_Source_.
┌──

W. M. Miller Tells of Rum in Guyana for Timehri (1890)

In Guyana, rum had attracted yet another Victorian genius and that was W.M. Miller. His article for the amazing publication Timehri reinforces the idea that rum consistently attracted PhD level scientists to push it ever progressively forward.

This article is pretty cool and after reading so many of these I keep coming across little subtleties that show the evolution of ideas. Thinkers like Micko or Arroyo did not come out of nowhere, but rather came from a continuous line of thinkers at the forefront who were happy to share their ideas. Greatness in distillation is not about secrets, it is about execution.

In reports on estate’s work it may have a few lines devoted to it; but it is seldom that any genuine interest is taken in it, either in its manufacture or in its quality. The usual feeling is that the rum makes itself, and does not require any looking after. The molasses is diluted and the wash distilled; and if the results are low, the molasses is blamed; and if the rum is bad, the distiller gets a reminder.

Wine making itself is an adage & rhetoric of the terroir scene, but it is far from the truth. To bridge the gap, I try to differentiate between traditional processes and guided traditional processes.

But in these latter days there has been a brightening up of interest about rum. The Government meditate new legislation; and home buyers are becoming more fastidious owing to the quantities of continental root spirit, called “Rum,” that are thrown on the English market. This latter reason soon affects the manager of the estate, and for some time there is continuous rubbing of hands and sniffing, with more or less satisfaction—generally less.

Beautiful language and we see that old technique—rub a little spirit into the hands to open it it up, then sniff! The continental spirit is made from sugar beets and supposedly, though a lot of effort has been thrown at them, they just can’t make a product with aroma worthy of being called rum.

We have the misfortune to cater to a fancy of the most changeable type. So it is with rum. We have to suit an unknown personal taste, and, let us do our best, if we halve a sample, A. will laud it, while B. will probably call it “beastly stuff.” But the chances are that B. does not know what a good rum is, as the sniffing test is still fashionable; and we come back again to the desirability of a “polariscope,” wherein B’s taste is the optical part that indicates “beastly stuff.” In others words, if we had such ready chemical tests as could permanently record B’s taste in some fixed way, we should be able to avoid shocking B., and at the same time to please A.

A segmented market was on his mind. The polariscope idea is basically to turn a rum into a definite number. Even now with GC-MS we don’t know exactly what chemical compounds correlate with notions of quality. Personally, I love wandering in the realm of acquired tastes.

It is with the hope, therefore, that some universal method may be introduced, not only here but by the buyers also, so that every one’s particular liking may be recorded in figures, that I have come forward with the following contribution to the subject. The “everybody” in this case is probably a few individuals in two or three markets.

This became a bit of a quest for a lot of people, and I do enjoy the way Arroyo avoided it. We always need to remember that the occasion around a sensory experience adds rhetorical power and shapes taste while so does context and telling the story of a fine spirit. Taste, especially when cultivation becomes a hobby is especially malleable. We are no longer authentic hard laborers drinking the same product on end simply to quench our thirst and sooth our sores.

Another reason that should demand the more systematic analysis of rum is the desire to guard our product from being imitated by the Continental spirit. Unless analyses of the genuine spirit be well known and widely circulated, analysts would find some difficulty in distinguishing the genuine from the imitation.

└──

_Raw records_.
┌──

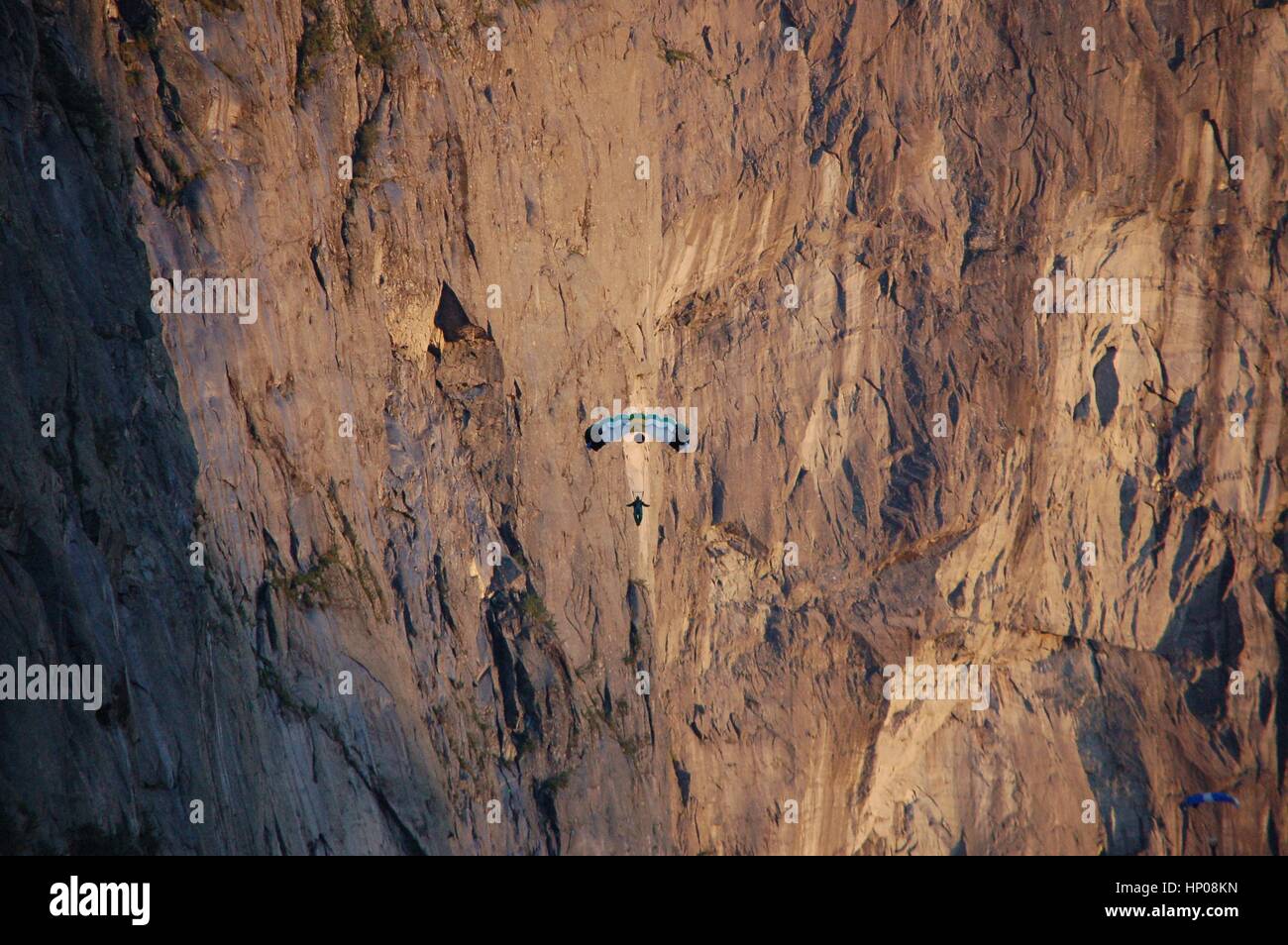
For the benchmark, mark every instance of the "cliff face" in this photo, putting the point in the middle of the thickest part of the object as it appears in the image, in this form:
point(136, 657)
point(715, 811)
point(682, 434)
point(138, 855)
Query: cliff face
point(822, 250)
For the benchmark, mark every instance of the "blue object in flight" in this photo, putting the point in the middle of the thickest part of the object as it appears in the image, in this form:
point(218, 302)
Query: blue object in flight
point(640, 428)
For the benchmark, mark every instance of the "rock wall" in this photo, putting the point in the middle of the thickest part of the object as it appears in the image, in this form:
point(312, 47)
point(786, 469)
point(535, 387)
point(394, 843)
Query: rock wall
point(827, 252)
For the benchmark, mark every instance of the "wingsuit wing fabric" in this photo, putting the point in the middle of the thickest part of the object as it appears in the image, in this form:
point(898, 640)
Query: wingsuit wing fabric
point(644, 428)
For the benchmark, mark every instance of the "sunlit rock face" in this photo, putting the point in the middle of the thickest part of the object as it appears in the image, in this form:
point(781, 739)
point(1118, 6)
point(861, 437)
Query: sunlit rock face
point(979, 313)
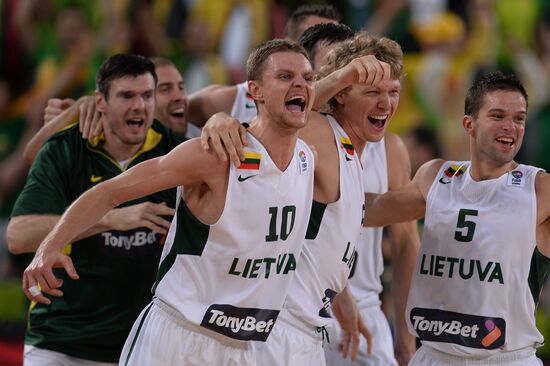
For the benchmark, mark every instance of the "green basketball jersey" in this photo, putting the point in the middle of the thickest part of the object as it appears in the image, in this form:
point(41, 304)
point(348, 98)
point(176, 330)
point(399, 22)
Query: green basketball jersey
point(117, 268)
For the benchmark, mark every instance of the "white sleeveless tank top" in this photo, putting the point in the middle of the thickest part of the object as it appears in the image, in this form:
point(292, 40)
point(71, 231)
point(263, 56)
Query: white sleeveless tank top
point(470, 293)
point(232, 277)
point(329, 251)
point(243, 108)
point(365, 283)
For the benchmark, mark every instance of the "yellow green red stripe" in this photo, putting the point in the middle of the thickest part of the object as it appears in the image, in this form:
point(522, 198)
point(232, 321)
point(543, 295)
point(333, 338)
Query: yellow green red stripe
point(251, 161)
point(347, 145)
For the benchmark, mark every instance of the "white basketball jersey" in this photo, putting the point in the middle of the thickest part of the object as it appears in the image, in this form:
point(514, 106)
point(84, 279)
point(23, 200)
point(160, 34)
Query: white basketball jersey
point(232, 277)
point(244, 108)
point(329, 251)
point(364, 281)
point(470, 293)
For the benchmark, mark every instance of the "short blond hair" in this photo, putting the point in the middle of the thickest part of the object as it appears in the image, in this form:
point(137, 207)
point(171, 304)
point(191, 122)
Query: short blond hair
point(256, 60)
point(363, 44)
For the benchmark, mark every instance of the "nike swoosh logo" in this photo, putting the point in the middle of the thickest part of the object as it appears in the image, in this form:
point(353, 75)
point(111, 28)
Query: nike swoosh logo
point(95, 178)
point(242, 179)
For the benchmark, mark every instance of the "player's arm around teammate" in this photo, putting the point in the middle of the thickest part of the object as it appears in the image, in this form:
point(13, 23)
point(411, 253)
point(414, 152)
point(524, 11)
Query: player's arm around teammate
point(404, 241)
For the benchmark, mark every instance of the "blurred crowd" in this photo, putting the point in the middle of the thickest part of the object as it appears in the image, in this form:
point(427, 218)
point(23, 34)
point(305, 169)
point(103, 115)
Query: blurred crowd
point(52, 48)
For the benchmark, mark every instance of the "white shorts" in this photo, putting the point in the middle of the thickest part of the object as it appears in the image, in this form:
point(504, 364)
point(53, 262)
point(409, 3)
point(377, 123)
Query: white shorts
point(161, 336)
point(428, 356)
point(382, 343)
point(291, 343)
point(34, 356)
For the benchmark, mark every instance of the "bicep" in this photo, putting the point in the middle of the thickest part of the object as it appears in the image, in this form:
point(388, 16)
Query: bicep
point(187, 164)
point(209, 101)
point(404, 204)
point(399, 165)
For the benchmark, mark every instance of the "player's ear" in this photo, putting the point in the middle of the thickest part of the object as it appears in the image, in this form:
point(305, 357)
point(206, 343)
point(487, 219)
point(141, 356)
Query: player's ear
point(340, 97)
point(255, 91)
point(100, 101)
point(468, 124)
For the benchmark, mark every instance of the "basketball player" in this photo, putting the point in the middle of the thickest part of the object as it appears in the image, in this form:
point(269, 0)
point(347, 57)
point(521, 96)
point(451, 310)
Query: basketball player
point(235, 99)
point(236, 235)
point(329, 252)
point(485, 246)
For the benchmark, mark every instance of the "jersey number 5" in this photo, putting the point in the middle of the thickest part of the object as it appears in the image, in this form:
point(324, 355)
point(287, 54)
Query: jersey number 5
point(469, 225)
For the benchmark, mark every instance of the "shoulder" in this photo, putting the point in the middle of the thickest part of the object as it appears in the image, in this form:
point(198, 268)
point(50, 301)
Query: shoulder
point(398, 161)
point(191, 155)
point(426, 174)
point(542, 184)
point(214, 92)
point(395, 147)
point(317, 130)
point(66, 142)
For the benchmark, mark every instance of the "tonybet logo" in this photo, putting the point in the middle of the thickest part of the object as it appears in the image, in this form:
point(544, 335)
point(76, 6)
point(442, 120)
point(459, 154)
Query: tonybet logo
point(462, 329)
point(246, 324)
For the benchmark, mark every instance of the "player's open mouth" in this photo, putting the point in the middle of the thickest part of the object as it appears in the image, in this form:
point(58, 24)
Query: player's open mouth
point(296, 103)
point(135, 122)
point(378, 121)
point(178, 112)
point(506, 140)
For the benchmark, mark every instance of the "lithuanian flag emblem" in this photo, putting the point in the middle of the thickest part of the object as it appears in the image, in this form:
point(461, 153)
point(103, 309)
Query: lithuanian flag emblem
point(347, 145)
point(455, 171)
point(251, 161)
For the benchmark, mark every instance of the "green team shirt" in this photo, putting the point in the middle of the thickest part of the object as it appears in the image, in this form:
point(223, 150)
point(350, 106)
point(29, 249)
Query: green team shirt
point(117, 268)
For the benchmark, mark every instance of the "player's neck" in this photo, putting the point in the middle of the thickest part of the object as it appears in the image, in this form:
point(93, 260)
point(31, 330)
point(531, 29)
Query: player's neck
point(279, 142)
point(486, 170)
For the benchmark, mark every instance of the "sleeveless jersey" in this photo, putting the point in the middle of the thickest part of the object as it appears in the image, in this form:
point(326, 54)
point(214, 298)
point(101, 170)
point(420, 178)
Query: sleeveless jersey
point(365, 283)
point(329, 251)
point(244, 108)
point(232, 277)
point(469, 293)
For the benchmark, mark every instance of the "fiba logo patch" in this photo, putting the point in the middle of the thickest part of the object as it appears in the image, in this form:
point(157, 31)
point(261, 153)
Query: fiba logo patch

└──

_The tasks_.
A: According to the rum article, what is the continental spirit made from?
B: Transcribe the part of the rum article that begins at the words "W. M. Miller" and stops after "ever progressively forward.".
This data was taken from a different source.

_Task results_.
A: Sugar beets.

B:
W. M. Miller Tells of Rum in Guyana for Timehri (1890)

In Guyana, rum had attracted yet another Victorian genius and that was W.M. Miller. His article for the amazing publication Timehri reinforces the idea that rum consistently attracted PhD level scientists to push it ever progressively forward.